Contour labeling items
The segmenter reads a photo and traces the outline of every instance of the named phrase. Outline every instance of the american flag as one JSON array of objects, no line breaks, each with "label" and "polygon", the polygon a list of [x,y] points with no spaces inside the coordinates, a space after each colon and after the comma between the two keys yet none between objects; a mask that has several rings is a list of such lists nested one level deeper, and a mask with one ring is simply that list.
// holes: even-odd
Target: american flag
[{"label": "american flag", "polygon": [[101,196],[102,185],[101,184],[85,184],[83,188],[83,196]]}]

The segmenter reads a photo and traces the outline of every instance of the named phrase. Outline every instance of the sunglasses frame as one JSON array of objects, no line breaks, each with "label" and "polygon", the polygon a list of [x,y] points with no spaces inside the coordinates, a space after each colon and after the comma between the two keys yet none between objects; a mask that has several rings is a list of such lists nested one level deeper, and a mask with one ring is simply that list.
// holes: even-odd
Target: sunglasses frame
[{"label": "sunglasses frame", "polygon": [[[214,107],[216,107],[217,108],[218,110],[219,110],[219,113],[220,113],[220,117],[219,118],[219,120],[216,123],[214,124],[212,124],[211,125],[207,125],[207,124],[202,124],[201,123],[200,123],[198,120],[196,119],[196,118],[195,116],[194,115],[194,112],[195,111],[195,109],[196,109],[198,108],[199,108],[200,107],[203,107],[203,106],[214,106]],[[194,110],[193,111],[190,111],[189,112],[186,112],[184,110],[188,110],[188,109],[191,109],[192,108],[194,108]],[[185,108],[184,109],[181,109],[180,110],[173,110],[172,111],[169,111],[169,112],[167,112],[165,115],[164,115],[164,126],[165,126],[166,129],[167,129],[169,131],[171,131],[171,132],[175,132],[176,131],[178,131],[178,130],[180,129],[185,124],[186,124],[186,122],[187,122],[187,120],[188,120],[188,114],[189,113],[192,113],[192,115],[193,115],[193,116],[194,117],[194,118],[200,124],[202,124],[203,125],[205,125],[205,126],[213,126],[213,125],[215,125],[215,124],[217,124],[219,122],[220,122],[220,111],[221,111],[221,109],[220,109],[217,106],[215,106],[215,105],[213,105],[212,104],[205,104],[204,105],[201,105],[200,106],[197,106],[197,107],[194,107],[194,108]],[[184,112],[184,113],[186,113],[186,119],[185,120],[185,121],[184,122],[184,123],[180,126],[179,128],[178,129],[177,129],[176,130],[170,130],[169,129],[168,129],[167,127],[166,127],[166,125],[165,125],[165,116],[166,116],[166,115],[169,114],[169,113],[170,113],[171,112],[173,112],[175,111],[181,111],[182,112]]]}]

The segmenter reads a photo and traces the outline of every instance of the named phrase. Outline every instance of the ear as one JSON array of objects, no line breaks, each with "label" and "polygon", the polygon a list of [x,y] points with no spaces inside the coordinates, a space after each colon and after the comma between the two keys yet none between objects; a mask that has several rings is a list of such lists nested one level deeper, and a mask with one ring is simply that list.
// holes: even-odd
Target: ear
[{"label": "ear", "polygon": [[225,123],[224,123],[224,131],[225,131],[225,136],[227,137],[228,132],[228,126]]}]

THE PROBLEM:
Edit the lines from the one containing "of the sunglasses" through the one containing "Target: sunglasses frame", inclusive, so that "segmenter" reads "annotator", and return only those lines with nothing else altered.

ANSWER TO THE EXERCISE:
The annotator reads a photo and traces the outline of every instance of the named phrase. Outline every instance of the sunglasses frame as one JSON array of objects, no line breaks, each with "label" and "polygon", the polygon a list of [x,y] points with no spaces inside the coordinates, a space after each colon and after the comma between the two keys yet none between objects; a mask that has several rings is a list of such lists nested one level deeper, and a mask with one ring is simply that list.
// holes: even-odd
Target: sunglasses frame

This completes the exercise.